CONSIGNE » Reprenez le texte sur l'hippocampe cérébral, placé sous « Texte fourni », à la suite de sa dernière phrase et prolongez-le.

TEXTE FOURNI »
......

Le célèbre Jacques-Bénigne Winslow (1669-1760) compare l’hippocampe cérébral à une corne de bélier : « Les ventricules latéraux […] vont de devant en arrière, en s’écartant de plus en plus l’un de l’autre, & en se rétrécissant. Ensuite ils se recourbent en dessous, reviennent obliquement de derrière en devant par un contour semblable à celui de cornes de bélier » 3. L’image n’est pas fausse, mais le chirurgien François-Sauveur Morand (1697-1773) la réfute : il considère d’une part qu’inclure une corne (de bélier) dans une autre corne (temporale du ventricule latéral) sème une inutile confusion. D’autre part, il fait remarquer qu’une corne de bélier s’effile en direction de sa pointe, alors que c’est l’inverse pour l’hippocampe 4.

......

DONNÉES EXTRAITES »

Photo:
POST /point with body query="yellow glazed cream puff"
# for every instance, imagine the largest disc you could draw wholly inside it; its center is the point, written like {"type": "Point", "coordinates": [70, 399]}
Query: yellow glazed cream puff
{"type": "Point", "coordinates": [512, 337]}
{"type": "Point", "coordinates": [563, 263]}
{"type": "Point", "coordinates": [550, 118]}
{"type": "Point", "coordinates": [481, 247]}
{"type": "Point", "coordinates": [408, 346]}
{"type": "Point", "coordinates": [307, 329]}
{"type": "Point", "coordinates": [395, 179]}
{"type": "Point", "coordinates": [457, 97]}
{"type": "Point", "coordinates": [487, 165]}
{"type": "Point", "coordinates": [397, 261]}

......

RÉSULTAT CI-DESSOUS »
Seconde controverse autour d’une corne : celle d’Amon

La première mention écrite de ce terme que nous pouvons documenter se trouve dans le traité de splanchnologie du chirurgien René-Jacques Croissant de Garengeot (1688-1759) : « On prétend que cette pointe mousse fait un petit contour à son extrémité, comme font les extrémités des cornes de bélier, et c’est pour cette raison qu’on les [les hippocampes, N.d.A.] nomme alors cornes d’Ammon » 5. La tournure de phrase nous fait penser que le terme corne d’Ammon 6  était déjà en usage en 1742 — mais alors qui l’a créé? —, quoique nous ne puissions en nier formellement la paternité à Croissant de Garengeot.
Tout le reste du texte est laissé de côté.